** Start DOCUMENT **

On 09/14/2016 08:08 AM, Andrew MacLeod wrote:
On 09/14/2016 09:33 AM, Richard Biener wrote:
On Wed, Sep 14, 2016 at 3:25 PM, Aldy Hernandez <al...@redhat.com> wrote:
Hi folks.  I'm working on better range information with Macleod, and
I've
been playing with folding arbitrary range expressions, which I expect
fold()
to ahem...fold.

I'm surprised that even seemingly simple trees can't be folded after
they've
been built, because AFAICT, fold actually just works by recognizing
patterns
it recognizes at the top level, not by recursing down to the sub-trees.

For example, I was surprised at this:

#define INT(N) build_int_cst (integer_type_node, (N))
tree x = build2 (PLUS_EXPR, integer_type_node,
                  build2 (MULT_EXPR, integer_type_node, INT(20),
INT(3)),
                          INT(10));

(gdb) call debug_generic_stmt(x)
20 * 3 + 10;

(gdb) call debug_generic_stmt(fold(x))
20 * 3 + 10;
Yep.

I do know I can build everything with fold_buildN() and fold on the
fly, but
I can't because these are expressions that can have an SSA_NAME
somewhere in
there, and then after the fact, we substitute a constant in it.  So
it is
only after the fact that we realize we can reduce said expression to a
constant.

Am I missing something?  Is there another entry point for a toplevel
fold()?
You are not missing anything.  This is all by design to improve
complexity
of fold ().

For now I'm just refolding everything which does the trick, and may even
work efficiently for small trees, but I'm hoping I'm not missing
something
completely obvious here.  For the record...the refolder:

static tree
refold (tree t)
{
   enum tree_code code = TREE_CODE (t);
   enum tree_code_class kind = TREE_CODE_CLASS (code);
   if (IS_EXPR_CODE_CLASS (kind))
     {
       tree type = TREE_TYPE (t);
       tree op0, op1, op2;

       switch (TREE_CODE_LENGTH (code))
         {
         case 1:
           op0 = TREE_OPERAND (t, 0);
           if (TREE_CODE (op0) != INTEGER_CST)
             op0 = refold (op0);
           return fold_build1 (code, type, op0);
         case 2:
           op0 = TREE_OPERAND (t, 0);
           op1 = TREE_OPERAND (t, 1);
           if (TREE_CODE (op0) != INTEGER_CST)
             op0 = refold (op0);
           if (TREE_CODE (op1) != INTEGER_CST)
             op1 = refold (op1);
           return fold_build2 (code, type, op0, op1);
         case 3:
           op0 = TREE_OPERAND (t, 0);
           op1 = TREE_OPERAND (t, 1);
           op2 = TREE_OPERAND (t, 2);
           if (TREE_CODE (op0) != INTEGER_CST)

** End DOCUMENT **

TASK TO COMPLETE. Print the part of the email thread on folding expression trees starting with "to ahem...fold." and going on through "to the sub-trees.". You won't need the records for any of this.

** Start DATA SUPPLIED **

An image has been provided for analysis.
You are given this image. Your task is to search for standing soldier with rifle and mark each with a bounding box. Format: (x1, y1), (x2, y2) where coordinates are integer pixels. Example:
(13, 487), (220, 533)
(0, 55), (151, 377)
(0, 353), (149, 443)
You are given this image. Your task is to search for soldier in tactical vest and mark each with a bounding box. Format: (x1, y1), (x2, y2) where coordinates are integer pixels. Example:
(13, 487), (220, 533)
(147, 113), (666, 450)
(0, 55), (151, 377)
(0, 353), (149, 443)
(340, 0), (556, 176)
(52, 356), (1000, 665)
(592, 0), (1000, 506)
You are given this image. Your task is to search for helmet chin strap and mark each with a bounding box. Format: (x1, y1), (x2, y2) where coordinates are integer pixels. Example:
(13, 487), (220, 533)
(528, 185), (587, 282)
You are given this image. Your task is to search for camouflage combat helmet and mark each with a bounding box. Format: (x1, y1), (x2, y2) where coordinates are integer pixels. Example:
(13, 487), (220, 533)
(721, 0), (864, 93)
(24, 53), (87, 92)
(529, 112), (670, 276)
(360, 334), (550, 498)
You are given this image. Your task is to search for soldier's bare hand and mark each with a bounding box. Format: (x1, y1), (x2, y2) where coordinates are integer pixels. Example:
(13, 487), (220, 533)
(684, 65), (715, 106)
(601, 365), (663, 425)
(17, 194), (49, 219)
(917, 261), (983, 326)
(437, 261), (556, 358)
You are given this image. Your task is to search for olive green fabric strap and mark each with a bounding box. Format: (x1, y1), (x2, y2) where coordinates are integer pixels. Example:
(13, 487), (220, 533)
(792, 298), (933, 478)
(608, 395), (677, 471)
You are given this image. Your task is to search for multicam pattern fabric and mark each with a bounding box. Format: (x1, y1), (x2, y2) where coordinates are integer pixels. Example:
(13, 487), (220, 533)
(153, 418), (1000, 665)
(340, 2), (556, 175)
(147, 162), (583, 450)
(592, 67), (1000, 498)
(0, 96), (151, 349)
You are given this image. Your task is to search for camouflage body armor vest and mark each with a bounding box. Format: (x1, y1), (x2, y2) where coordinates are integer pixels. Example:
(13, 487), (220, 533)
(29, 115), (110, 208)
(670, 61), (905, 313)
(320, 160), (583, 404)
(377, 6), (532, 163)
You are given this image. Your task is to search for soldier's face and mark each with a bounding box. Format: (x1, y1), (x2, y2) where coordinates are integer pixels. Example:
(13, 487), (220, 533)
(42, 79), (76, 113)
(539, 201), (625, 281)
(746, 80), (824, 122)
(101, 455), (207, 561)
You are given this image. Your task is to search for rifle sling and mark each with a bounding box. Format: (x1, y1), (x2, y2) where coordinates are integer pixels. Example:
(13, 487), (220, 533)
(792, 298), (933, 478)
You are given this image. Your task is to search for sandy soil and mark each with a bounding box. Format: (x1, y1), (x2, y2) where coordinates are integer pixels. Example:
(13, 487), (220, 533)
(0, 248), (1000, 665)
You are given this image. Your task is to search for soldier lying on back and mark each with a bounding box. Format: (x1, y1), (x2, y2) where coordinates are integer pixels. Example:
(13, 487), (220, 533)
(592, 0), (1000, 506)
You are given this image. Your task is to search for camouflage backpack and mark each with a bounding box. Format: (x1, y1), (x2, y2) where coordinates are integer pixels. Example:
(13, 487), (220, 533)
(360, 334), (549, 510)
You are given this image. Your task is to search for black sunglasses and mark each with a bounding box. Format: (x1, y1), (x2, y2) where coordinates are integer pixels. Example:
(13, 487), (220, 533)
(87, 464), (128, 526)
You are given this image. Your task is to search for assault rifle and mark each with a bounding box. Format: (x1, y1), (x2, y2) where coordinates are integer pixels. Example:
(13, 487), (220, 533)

** End DATA SUPPLIED **

SOLUTION.
to ahem...fold.

I'm surprised that even seemingly simple trees can't be folded after
they've
been built, because AFAICT, fold actually just works by recognizing
patterns
it recognizes at the top level, not by recursing down to the sub-trees.